**Records for this exercise:**

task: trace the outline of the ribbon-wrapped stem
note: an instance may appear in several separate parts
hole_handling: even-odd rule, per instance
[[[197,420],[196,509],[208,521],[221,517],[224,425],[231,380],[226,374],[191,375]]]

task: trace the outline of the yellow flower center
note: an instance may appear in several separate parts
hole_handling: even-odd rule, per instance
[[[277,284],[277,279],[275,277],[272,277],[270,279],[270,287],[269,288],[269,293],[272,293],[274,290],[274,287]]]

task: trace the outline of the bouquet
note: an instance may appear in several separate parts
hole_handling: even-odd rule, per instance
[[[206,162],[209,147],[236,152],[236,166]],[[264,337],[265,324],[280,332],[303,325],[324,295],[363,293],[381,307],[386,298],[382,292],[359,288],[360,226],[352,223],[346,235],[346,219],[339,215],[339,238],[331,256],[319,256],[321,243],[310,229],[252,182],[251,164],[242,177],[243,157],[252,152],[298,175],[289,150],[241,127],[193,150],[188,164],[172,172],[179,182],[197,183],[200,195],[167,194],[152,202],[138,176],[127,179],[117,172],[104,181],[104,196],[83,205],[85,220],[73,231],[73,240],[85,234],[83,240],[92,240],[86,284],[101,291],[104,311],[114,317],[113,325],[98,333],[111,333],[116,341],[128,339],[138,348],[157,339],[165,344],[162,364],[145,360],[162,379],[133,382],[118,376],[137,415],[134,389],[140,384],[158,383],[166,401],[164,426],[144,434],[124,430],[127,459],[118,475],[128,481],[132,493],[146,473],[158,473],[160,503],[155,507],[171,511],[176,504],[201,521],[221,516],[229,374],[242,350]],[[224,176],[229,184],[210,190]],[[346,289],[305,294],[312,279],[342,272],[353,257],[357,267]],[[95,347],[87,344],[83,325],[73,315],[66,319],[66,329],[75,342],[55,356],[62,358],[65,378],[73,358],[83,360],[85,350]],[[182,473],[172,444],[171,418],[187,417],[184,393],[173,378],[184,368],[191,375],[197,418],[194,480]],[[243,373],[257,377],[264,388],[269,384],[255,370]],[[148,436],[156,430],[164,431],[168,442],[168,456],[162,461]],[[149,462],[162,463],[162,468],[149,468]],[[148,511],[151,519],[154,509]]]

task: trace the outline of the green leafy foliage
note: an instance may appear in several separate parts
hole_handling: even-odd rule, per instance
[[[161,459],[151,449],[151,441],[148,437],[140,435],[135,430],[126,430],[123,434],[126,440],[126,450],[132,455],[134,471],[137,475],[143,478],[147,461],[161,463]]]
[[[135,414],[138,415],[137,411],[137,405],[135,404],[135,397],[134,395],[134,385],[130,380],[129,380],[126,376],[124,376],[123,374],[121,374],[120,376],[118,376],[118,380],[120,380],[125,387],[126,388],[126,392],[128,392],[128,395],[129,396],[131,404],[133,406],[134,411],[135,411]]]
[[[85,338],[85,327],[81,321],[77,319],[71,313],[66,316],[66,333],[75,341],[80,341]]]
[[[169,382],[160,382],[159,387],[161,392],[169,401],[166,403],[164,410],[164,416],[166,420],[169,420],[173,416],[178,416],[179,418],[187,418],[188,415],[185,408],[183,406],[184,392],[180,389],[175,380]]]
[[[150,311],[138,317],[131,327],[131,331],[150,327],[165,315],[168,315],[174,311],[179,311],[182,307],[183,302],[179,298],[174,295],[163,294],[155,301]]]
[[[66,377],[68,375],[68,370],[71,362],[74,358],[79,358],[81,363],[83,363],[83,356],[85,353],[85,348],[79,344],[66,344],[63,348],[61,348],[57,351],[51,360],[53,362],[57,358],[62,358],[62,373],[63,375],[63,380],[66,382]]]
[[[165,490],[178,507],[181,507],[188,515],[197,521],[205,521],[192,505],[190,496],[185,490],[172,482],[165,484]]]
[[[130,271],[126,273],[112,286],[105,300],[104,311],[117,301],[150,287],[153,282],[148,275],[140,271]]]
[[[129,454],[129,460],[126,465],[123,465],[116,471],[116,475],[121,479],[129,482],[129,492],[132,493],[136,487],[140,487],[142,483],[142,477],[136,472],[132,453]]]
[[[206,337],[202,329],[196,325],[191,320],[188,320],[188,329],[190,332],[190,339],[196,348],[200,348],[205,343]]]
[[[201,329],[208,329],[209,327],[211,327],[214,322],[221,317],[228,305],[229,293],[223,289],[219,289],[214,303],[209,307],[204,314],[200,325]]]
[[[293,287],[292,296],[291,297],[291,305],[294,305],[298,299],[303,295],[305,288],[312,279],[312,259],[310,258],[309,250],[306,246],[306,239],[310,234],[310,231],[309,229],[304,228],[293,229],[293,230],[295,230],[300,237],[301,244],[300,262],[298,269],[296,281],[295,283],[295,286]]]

**Required task:**
The full set of records should be duplicated exactly.

**In response:**
task: trace the outline of the ribbon-wrapped stem
note: an instance may appear in several separate parts
hole_handling: even-odd rule, per instance
[[[197,420],[196,509],[208,521],[221,517],[224,425],[231,380],[226,374],[191,375]]]

task: trace the outline of the yellow flower center
note: an instance may appear in several separate parts
hole_handling: even-odd rule, per instance
[[[277,284],[277,279],[275,277],[272,277],[270,279],[270,287],[269,288],[269,293],[272,293],[274,290],[274,287]]]

task: trace the outline of the bouquet
note: an instance may appear in several separate parts
hole_handling: even-odd rule, per instance
[[[206,162],[209,147],[236,152],[236,166]],[[264,337],[265,324],[280,332],[303,325],[324,295],[363,293],[381,307],[386,298],[382,292],[359,288],[360,226],[352,223],[346,235],[346,219],[339,215],[339,238],[331,256],[319,256],[321,243],[310,229],[252,182],[251,164],[242,177],[243,157],[252,152],[298,175],[289,150],[241,127],[193,150],[188,164],[172,172],[179,182],[197,183],[200,195],[167,194],[152,202],[138,176],[127,179],[117,172],[104,181],[104,196],[83,205],[85,220],[73,231],[73,240],[85,234],[83,240],[92,240],[86,284],[101,291],[104,311],[114,317],[113,325],[98,333],[111,333],[116,341],[128,339],[138,348],[157,339],[165,344],[162,364],[145,360],[162,379],[133,382],[118,376],[137,415],[134,389],[140,384],[158,383],[166,401],[164,426],[144,434],[124,430],[127,459],[118,475],[128,481],[132,493],[146,473],[158,473],[160,503],[155,507],[171,511],[176,504],[201,521],[221,516],[229,374],[242,350]],[[224,176],[229,184],[210,190]],[[346,289],[305,294],[312,279],[342,272],[353,257],[357,267]],[[95,347],[87,344],[83,325],[73,315],[66,319],[66,329],[75,342],[55,356],[62,358],[65,378],[73,358],[83,360],[85,350]],[[182,473],[172,444],[171,418],[187,417],[184,393],[173,378],[184,368],[191,375],[197,418],[194,480]],[[243,373],[257,377],[264,388],[269,384],[255,370]],[[148,436],[156,430],[164,431],[168,442],[168,456],[162,461]],[[149,462],[162,463],[162,468],[149,468]],[[148,511],[151,519],[154,509]]]

task: trace the outline of the green leafy foliage
note: an instance may appear in several separate parts
hole_handling: even-odd rule, per instance
[[[161,459],[151,449],[151,441],[148,437],[140,435],[135,430],[126,430],[123,434],[126,440],[126,450],[132,455],[134,471],[137,475],[143,478],[147,461],[161,463]]]
[[[135,414],[138,415],[137,411],[137,405],[135,404],[135,397],[134,395],[134,385],[130,380],[129,380],[126,376],[124,376],[123,374],[121,374],[120,376],[118,376],[118,380],[120,380],[125,387],[126,388],[126,392],[128,392],[128,395],[129,396],[131,404],[133,406],[134,411],[135,411]]]
[[[85,338],[85,327],[81,321],[77,319],[71,313],[66,316],[66,333],[75,341],[80,341]]]
[[[169,382],[160,382],[159,387],[161,392],[169,401],[166,403],[164,410],[164,416],[166,420],[169,420],[173,416],[178,416],[179,418],[187,418],[188,415],[185,408],[183,406],[184,392],[180,389],[175,380]]]
[[[150,311],[138,317],[131,327],[131,331],[150,327],[165,315],[168,315],[174,311],[179,311],[182,307],[183,302],[179,298],[174,295],[163,294],[155,301]]]
[[[66,377],[68,375],[68,370],[71,362],[74,358],[79,358],[81,363],[83,363],[83,356],[85,353],[85,348],[79,344],[66,344],[63,348],[61,348],[57,351],[51,360],[53,362],[57,358],[62,358],[62,373],[63,375],[63,380],[66,382]]]
[[[165,490],[178,507],[181,507],[188,515],[197,521],[205,521],[192,505],[190,496],[185,490],[172,482],[165,484]]]
[[[130,271],[126,273],[112,286],[105,300],[104,311],[117,301],[150,287],[153,282],[148,275],[140,271]]]
[[[129,454],[129,460],[126,465],[123,465],[116,471],[116,475],[121,479],[129,482],[129,492],[132,493],[136,487],[140,487],[142,483],[142,477],[136,472],[132,453]]]
[[[206,337],[202,329],[196,325],[191,320],[188,320],[188,329],[190,332],[190,339],[196,348],[200,348],[205,343]]]
[[[201,329],[208,329],[209,327],[211,327],[214,322],[221,317],[228,305],[229,293],[223,289],[219,289],[214,303],[209,307],[204,314],[200,325]]]
[[[293,287],[292,296],[291,297],[291,305],[294,305],[298,299],[303,295],[305,288],[312,279],[312,259],[310,258],[309,250],[306,246],[306,239],[310,234],[310,231],[309,229],[304,228],[293,229],[293,230],[295,230],[300,237],[301,244],[300,262],[298,269],[296,281],[295,283],[295,286]]]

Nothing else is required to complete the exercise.